━━ TEXTAUSZUG

Man kann aus allem, aus jeder Situation, jeder Position, aus jedem Verhältnis „aussteigen“, kann sagen: „Das will ich nicht mehr; damit habe ich weiter nichts zu tun, davon löse ich mich.“ Nur aus einer Bindung, aus einer Verstrickung geht das nicht – aus der Verwandtschaft. Sag hundertmal: „Du bist nicht mehr meine Mutter, meine Tochter, mein Sohn, mein – Vater!“ Sag es, und du bleibst doch, was du warst und was du bist. Auch wenn du es nicht mehr sein willst, umsonst – da kommst du nicht heraus. Das ist die Verzweiflung des Niklas Frank, denn dieser Vater war eines der größten Monster der Geschichte.
Ralph Giordano: Vorwort zum Buch „Der Vater – Eine Abrechnung“ von Niklas Frank
Der Vater, von dem hier die Rede ist, heißt Hans Frank. Chopin-Liebhaber, sehr ordentlicher Pianist in den regelmäßigen familiären Hausmusikabenden, Kunstkenner, Freund von Gerhart Hauptmann, Schachspieler und Gentleman. Im privaten Umgang. In der Öffentlichkeit Nazi-Bonze, Hitler-Anwalt, Reichsminister, Generalgouverneur und Kriegsverbrecher, der als „Schlächter von Polen“ in die europäische Geschichte eingegangen ist.
Sein 1939 geborener Sohn Niklas rekonstruiert das Leben seines Vaters, indem er die Originaltexte aus dessen Tagebüchern mit sehr persönlichen, bisweilen gar entäußernden Kommentaren versieht: von der ersten großen Liebe zur Bankierstochter Lilly und der Heirat mit Brigitte über sein Verhältnis zu Adolf Hitler und anderen nationalsozialistischen Größen wie Himmler und Bormann sowie die Ernennung zum Generalgouverneur von Polen bis hin zum Nürnberger Prozeß und seinem durch Richterspruch erzwungenen Tod.
Der ebenfalls 1939 geborene israelische Dramatiker Joshua Sobol („Ghetto“, „Die Palästinenserin“) hat aus Niklas Franks 1986 erschienenem Buch ein Theaterstück geformt, eine Auftragsproduktion der Wiener Festwochen, die im Juni 1995 im „Theater an der Wien“ desaströse Uraufführung feierte: „Halbfertig, halblustig, halbstark“ ätzte „Theater heute“ über die Urinszenierung des österreichischen Schauspielers, Dramatikers und Filmemachers Paulus Manker, dessen Streifen „Der Kopf des Mohren“ mit Angela Winkler und Gert Voss gerade in unseren Kinos angelaufen ist. Manker hatte an der Wienzeile selbst die Rolle des Sohnes übernommen, während Fritz Schediwy und Jutta Hoffmann das Ehepaar Frank verkörperten. Doch diese Top-Besetzung half nichts: Nach nur drei Vorstellungen verschwand „Der Vater“ in der Versenkung.

━━━━
━━ ANGEZEIGTE DATEN

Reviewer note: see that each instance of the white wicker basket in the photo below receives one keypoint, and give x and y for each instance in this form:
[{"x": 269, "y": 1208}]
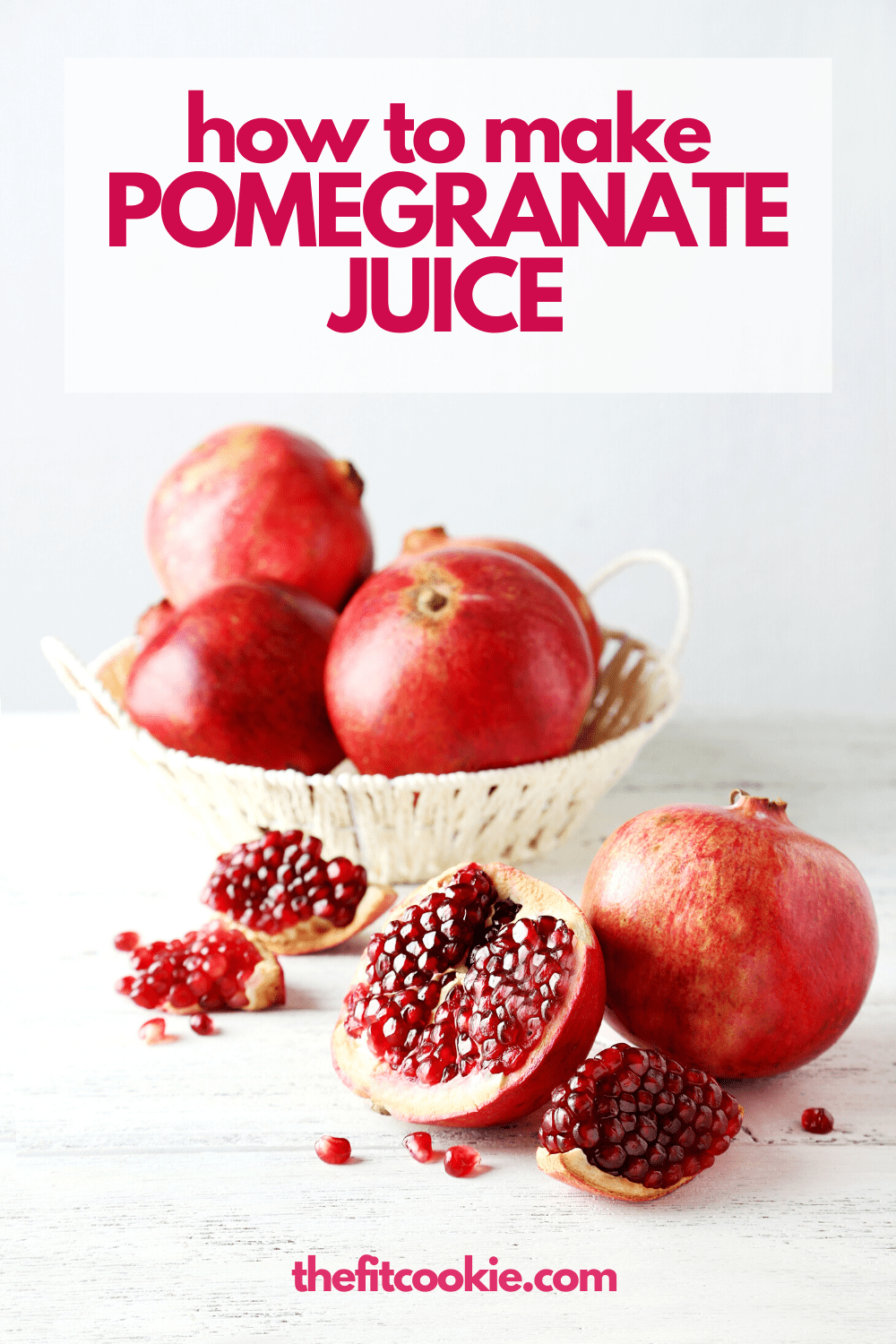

━━━━

* [ZIEL]
Beantworte anhand des Textauszugs die folgenden Fragen:
(a) Unter welchem Beinamen ist Hans Frank in die europäische Geschichte eingegangen?
(b) In welchem Jahr wurde sein Sohn Niklas geboren?
(c) Nach wie vielen Vorstellungen verschwand „Der Vater“ in der Versenkung?

* [DIE ANTWORT]
(a) Als „Schlächter von Polen“.
(b) 1939.
(c) Nach nur drei Vorstellungen.